A five-story office building in Chicago’s River North neighborhood sold for more than triple the price it last traded for eight years ago, underscoring the value of sale-leaseback deals outside the city’s central business district.
A Spanish investor purchased the 41,000 square foot property at 311 West Walton Street for $14.4 million in a deal that closed June 22, according to Miami real estate investment and management firm Azora Exan, which represented the buyer. The deal is a sale-leaseback, meaning the property is sold then immediately leased back to the building’s sole tenant, Chicago marketing firm AgencyEA.
The property last sold for $4.6 million in 2014, Cook County public records show. The buyer is “a private ultra-high net worth investor from Spain,” said Azora Exan’s Thania Potosome, declining to provide the buyer’s name.

__________________________________________________

* **Problems**:
[1] Answer these from the article on the River North office sale:
(a) What is the square footage of the property at 311 West Walton Street?
(b) For how much did the property last sell, and in what year?
(c) Which firm is the building's sole tenant?
[2] From the article on the River North office sale, write out the passage beginning at the words "The property last" and ending after the words "the buyer’s name.".
The records that come next have no connection to the text.

(Data listing)
__________________________________________________

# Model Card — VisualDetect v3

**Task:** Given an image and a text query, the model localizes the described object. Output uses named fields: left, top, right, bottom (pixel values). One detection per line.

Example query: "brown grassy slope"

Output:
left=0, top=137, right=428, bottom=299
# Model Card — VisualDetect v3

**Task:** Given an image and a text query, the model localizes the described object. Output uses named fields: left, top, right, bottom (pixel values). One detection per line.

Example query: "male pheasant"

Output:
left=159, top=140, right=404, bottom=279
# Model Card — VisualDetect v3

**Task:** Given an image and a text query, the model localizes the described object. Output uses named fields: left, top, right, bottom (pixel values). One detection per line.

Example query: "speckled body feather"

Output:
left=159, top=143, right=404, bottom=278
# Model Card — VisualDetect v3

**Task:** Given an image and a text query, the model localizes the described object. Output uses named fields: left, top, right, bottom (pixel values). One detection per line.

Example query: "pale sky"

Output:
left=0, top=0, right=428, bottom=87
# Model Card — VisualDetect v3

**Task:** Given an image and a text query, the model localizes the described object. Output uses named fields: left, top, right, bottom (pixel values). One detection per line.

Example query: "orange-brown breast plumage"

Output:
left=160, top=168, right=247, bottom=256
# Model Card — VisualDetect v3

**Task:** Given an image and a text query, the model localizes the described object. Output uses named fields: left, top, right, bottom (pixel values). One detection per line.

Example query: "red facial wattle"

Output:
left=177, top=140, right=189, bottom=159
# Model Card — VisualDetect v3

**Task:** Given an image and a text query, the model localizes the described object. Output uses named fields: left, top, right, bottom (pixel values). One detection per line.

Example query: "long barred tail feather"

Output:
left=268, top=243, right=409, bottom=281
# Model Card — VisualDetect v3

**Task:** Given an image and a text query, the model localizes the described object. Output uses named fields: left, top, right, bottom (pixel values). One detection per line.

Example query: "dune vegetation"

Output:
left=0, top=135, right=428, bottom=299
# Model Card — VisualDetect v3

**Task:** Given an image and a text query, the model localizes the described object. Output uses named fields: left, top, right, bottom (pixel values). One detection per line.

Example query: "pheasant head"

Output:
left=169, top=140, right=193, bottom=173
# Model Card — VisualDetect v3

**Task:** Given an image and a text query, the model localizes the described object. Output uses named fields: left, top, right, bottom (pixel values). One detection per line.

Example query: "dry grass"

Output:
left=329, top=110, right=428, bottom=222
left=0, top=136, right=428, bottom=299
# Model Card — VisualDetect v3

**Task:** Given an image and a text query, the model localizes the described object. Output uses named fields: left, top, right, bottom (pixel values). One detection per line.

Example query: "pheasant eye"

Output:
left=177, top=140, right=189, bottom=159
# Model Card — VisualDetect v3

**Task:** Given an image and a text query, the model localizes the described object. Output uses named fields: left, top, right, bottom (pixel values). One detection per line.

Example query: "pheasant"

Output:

__________________________________________________

* **Task results**:
[1]
(a) 41,000 square feet
(b) $4.6 million, in 2014
(c) AgencyEA, a Chicago marketing firm

[2]
The property last sold for $4.6 million in 2014, Cook County public records show. The buyer is “a private ultra-high net worth investor from Spain,” said Azora Exan’s Thania Potosome, declining to provide the buyer’s name.